START Information shown

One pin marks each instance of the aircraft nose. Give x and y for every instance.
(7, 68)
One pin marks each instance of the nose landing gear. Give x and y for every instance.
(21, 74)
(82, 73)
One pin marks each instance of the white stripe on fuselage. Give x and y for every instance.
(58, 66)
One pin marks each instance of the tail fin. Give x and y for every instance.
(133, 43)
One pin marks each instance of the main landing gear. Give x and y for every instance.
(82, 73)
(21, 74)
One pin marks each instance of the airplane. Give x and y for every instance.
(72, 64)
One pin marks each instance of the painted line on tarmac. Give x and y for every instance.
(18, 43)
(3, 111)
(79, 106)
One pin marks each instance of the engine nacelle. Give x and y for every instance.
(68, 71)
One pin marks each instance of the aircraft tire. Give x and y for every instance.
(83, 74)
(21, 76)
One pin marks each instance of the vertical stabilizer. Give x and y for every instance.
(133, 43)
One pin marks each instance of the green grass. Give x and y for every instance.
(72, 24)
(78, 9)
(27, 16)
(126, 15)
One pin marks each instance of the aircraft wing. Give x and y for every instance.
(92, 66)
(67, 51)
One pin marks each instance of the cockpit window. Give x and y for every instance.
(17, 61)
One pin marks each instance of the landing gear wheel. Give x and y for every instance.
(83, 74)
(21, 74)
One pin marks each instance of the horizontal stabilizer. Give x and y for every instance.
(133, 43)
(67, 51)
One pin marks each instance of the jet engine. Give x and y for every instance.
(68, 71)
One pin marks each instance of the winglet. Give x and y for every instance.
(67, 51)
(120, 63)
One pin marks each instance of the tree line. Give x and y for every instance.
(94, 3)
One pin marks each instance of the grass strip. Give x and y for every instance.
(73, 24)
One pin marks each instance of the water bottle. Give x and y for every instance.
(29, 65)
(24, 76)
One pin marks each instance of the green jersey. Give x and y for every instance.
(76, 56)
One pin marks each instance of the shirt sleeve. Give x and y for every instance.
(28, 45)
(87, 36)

END Information shown

» Given problem
Could you reproduce every one of the lines above, word for word?

» Expected answer
One pin marks each instance of the aircraft nose. Give x and y for every instance.
(7, 68)
One pin marks each instance of the nose landing gear. Give x and y for every instance.
(21, 74)
(82, 73)
One pin marks each instance of the white stripe on fuselage. Give x and y for every instance.
(58, 66)
One pin marks each instance of the tail fin. Give x and y for every instance.
(133, 43)
One pin marks each instance of the main landing gear. Give x and y for every instance.
(82, 73)
(21, 74)
One pin marks each instance of the airplane. Give x and y for every instance.
(72, 64)
One pin marks each instance of the painted line on tarmac. Give x and y for every instance.
(18, 43)
(3, 111)
(79, 106)
One pin marks each instance of the engine nacelle. Give x and y for every instance.
(68, 71)
One pin marks each instance of the aircraft tire. Give x and y for every instance.
(83, 74)
(21, 76)
One pin marks each instance of the vertical stabilizer. Give x and y for every instance.
(133, 43)
One pin marks each instance of the green grass. Give x and y for every instance.
(72, 24)
(78, 9)
(27, 16)
(126, 15)
One pin marks each instance of the aircraft wing. Give x and y for every instance.
(92, 66)
(67, 51)
One pin marks each instance of the cockpit window. Give x and y for every instance.
(17, 61)
One pin marks each instance of the landing gear wheel. Give x and y for every instance.
(83, 74)
(21, 74)
One pin marks each instance of the horizontal stabilizer. Give x and y for every instance.
(133, 43)
(67, 51)
One pin marks each instance of the jet engine. Give x and y for every instance.
(68, 71)
One pin marks each instance of the winglet. Give x and y for every instance.
(67, 51)
(120, 63)
One pin marks each instance of the tree line. Give x and y for every instance.
(94, 3)
One pin marks each instance of the grass strip. Give x and y for every instance.
(73, 24)
One pin marks each instance of the water bottle. Give x and y for every instance.
(29, 65)
(24, 76)
One pin marks each instance of the green jersey. Give x and y for every instance.
(76, 56)
One pin marks each instance of the shirt sleeve. Give x and y for every instance.
(28, 45)
(87, 36)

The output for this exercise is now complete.